■ Required action A
In the thread about declaring main with untyped parameters in C, what type does the text give for the argument actually passed for y?
■ Required action B
Continue the thread about declaring main with untyped parameters in C from the point where it stops.
____ Excerpt provided
I forgot to say that my last post was in respose to:

Sorry,
William

 

[Tim Rentsch]

I don't understand what you mean here. Are you saying y will have
type int under C89 because of the way main was declared in my example,
i.e. main(x,y), or do you mean for some other reason? How can the
actual argument type be char* if it was declared as above, and assumed
to be int by the compiler?

Right, the type of the parameter 'y' is int, because of how it's
declared (in the parameter list for main(), with no subsequent
declaration before the function body).

The type of the _argument_ will match 'char *[]', which is to say
the argument that is is passed will be of type 'char **'. The type
of the actual argument is different than the type of the parameter
'y'. The definition of main() above declares only the type of its
parameters (and implicitly its return type, of course), not the
types of any actual arguments.

 

[Keith Thompson]

In C90, that's a legal definition.

No, it isn't. y[x] is not a null pointer.

[snip]

Good point. I was misusing the word "legal" (a word the Standard
doesn't generally use at all). I'll be more precise.

This complete translation unit:

main(x, y)
________
____ Dataset excerpts
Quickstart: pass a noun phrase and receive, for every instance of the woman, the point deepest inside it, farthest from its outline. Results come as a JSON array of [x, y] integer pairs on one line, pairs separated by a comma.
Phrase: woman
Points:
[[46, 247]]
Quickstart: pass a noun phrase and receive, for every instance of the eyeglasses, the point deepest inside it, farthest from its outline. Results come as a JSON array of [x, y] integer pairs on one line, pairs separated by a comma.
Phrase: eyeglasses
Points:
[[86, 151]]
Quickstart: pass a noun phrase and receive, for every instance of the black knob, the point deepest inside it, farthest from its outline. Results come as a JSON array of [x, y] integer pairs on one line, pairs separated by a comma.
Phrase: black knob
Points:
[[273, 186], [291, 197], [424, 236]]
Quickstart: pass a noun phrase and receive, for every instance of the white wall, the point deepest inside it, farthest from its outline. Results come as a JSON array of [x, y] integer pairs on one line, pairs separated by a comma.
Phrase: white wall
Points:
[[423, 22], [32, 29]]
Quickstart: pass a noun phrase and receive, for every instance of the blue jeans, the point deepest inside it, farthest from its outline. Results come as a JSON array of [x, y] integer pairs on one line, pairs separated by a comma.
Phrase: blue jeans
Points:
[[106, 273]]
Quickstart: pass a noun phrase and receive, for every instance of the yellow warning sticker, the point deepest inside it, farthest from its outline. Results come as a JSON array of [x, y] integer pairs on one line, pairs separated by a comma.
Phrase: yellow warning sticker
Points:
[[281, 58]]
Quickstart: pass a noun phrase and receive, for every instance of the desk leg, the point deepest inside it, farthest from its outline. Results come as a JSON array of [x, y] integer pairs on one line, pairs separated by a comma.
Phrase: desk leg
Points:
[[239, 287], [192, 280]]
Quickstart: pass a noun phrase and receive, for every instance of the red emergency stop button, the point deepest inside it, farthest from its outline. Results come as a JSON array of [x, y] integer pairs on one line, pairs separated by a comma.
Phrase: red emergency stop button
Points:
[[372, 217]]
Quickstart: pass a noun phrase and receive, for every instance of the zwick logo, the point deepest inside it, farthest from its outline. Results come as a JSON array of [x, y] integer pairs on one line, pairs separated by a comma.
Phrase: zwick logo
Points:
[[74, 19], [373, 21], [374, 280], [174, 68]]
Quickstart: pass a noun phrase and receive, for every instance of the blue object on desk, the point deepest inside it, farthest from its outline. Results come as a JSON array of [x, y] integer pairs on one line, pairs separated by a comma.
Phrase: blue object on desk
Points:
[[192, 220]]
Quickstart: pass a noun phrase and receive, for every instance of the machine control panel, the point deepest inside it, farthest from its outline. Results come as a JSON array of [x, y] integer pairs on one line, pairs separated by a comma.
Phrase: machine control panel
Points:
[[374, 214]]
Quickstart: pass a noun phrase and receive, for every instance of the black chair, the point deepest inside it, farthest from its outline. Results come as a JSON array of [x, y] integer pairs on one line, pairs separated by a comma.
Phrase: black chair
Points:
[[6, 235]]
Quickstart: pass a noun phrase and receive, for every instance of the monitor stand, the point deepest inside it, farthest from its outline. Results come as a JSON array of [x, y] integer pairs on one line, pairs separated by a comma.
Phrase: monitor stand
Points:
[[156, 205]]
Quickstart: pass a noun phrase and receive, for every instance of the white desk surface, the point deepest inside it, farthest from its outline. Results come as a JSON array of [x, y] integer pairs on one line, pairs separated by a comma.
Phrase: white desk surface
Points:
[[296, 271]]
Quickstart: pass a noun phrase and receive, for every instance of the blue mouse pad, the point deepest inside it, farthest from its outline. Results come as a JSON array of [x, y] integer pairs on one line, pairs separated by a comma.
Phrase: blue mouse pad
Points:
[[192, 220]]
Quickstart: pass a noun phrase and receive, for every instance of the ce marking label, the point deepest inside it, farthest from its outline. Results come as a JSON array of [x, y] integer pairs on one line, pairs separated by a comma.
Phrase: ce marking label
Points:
________
■ Expected answer A
The argument passed is of type char **.

■ Expected answer B
{
}

violates no C90 constraints or syntax rules, so an implementation is
not required to produce any diagnostics for it. It's equivalent to
the following (which also violates no C99 constraints or syntax
rules):

int main(x, y)
int x;
int y;
{
}

In a freestanding implementation, it might even be perfectly correct.

For a hosted implementation, it's wrong in the sense that it doesn't
define main as the standard requires, but that's not an error the
compiler is required to care about. The program's behavior is
undefined.

Apart from the wrongness of having main take two int arguments, it
uses a K&R-style definition and it uses non-conventional names for
main's arguments.

 

[Keith Thompson]

If they are defined, the parameters to the main function
shall obey the following constraints:

-- The value of argc shall be nonnegative.
-- argv[argc] shall be a null pointer.

I just noticed that this is a rather odd use of the word
"constraints". Unlike most constraints mentioned in the standard,
these are constraints on the runtime environment, not on the program.
If most other constraints are violated, the implementation must
issue a diagnostic. If these "constraints" are violated, either
the implementation is non-conforming, or the program's behavior
is undefined (because of the violation of a "shall" outside a
constraint).

Possibly the authors were using the word "constraints" in its
normal English sense rather than in the sense defined by the
standard itself. Perhaps "conditions" would have been a better word.

 

[Keith Thompson]

I don't understand what you mean here. Are you saying y will have
type int under C89 because of the way main was declared in my example,
i.e. main(x,y), or do you mean for some other reason? How can the
actual argument type be char* if it was declared as above, and assumed
to be int by the compiler?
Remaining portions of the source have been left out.